- **EXTRACT PROVIDED**
• • • • •

- Artist: India Cruse-Griffin
- Year: 2010
- Dimensions: 61 cm × 64 cm (24 in × 25 in)
- Location: Eskenazi Health; Indianapolis, Indiana, United States; 39°46′41″N 86°11′03″W﻿ / ﻿39.7781°N 86.1841°W;
- Owner: Eskenazi Health

= Two Moons (collage) =

Mixed media collage by India Cruse-Griffin

Two Moons is a 2010 mixed media collage by artist India Cruse-Griffin located on the Eskenazi Health campus, near downtown Indianapolis, Indiana, and is part of the Eskenazi Health Art Collection.

== Description ==
Two Moons is a 2010 mixed media collage by artist India Cruse-Griffin, which depicts a couple holding various objects, standing in front of two houses and several trees, while two moons float in the sky. The work, which measures 24" x 25", framed, is made from collaged paper gathered from magazines, upon which Cruse-Griffin then paints, often allowing the underlying magazine paper to show through. While her subjects are often clear and straightforward, this collage technique serves as a reminder of the accumulation of lived experience.

• • • • •

Continue the text about the collage Two Moons, starting after its last sentence.

- **MATERIAL SHOWN**
• • • • •

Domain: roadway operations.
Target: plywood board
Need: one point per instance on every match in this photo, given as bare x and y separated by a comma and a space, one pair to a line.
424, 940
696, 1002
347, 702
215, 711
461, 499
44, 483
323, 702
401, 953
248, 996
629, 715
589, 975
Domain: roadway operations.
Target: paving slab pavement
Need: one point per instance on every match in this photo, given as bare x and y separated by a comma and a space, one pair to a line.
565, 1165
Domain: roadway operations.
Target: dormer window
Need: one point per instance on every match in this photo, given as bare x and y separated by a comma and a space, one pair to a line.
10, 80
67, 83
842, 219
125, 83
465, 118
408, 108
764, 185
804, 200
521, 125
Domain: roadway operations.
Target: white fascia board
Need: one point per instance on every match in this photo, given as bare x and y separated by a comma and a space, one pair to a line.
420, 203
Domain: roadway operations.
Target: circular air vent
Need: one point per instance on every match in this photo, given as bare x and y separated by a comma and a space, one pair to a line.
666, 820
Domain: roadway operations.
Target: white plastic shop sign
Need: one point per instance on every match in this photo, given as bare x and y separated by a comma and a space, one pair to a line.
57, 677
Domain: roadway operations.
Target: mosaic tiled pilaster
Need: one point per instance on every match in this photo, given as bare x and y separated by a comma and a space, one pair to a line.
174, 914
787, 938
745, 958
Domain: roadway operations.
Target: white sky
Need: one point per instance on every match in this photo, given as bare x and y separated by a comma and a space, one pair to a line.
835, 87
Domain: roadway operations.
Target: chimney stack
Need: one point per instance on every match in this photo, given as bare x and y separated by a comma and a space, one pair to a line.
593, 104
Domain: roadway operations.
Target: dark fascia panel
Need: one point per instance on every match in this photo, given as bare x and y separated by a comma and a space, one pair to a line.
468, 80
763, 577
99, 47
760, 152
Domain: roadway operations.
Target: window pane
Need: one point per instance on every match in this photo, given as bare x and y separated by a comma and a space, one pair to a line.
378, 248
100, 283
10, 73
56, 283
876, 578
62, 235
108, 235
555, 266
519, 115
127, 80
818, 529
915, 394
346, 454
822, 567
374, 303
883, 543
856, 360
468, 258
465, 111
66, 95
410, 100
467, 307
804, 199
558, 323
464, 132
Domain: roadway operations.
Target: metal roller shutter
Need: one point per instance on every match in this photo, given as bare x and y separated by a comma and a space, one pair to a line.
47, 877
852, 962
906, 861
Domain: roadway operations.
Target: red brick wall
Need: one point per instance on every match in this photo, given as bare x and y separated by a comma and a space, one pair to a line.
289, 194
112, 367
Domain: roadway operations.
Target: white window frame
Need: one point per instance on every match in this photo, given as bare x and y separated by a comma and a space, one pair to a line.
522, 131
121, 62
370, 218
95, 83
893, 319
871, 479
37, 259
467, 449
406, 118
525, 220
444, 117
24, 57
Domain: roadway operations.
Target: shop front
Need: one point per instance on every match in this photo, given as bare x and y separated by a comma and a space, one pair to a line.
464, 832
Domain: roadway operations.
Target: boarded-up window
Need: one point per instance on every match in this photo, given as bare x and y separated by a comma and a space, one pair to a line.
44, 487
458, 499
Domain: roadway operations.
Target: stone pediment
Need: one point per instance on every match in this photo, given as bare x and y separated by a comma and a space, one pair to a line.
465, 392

• • • • •

- **TASK OUTPUT**
== Historical information ==

=== Acquisition ===
Two Moons was acquired by Eskenazi Health as part of a re-imagining of the organization's historical art collection and to support "the sense of optimism, vitality and energy" of its new campus in 2013. In response to its nationwide request for proposals, Eskenazi Health received more than 500 submissions from 39 states, which were then narrowed to 54 finalists by an independent jury. Each of the 54 proposals was assigned an area of the new hospital by Eskenazi Health's art committee and publicly displayed in the existing Wishard Hospital and online for public comment; more than 3,000 public comments on the final proposals were collected and analyzed in the final selection. Two Moons is credited "in honor of Greg Kelleher, Lisa E. Harris, M.D."

=== Location ===
Two Moons is currently displayed in the Robert & Gina Laikin Surgery Registration & Waiting Room on the third floor of Sidney & Lois Eskenazi Hospital.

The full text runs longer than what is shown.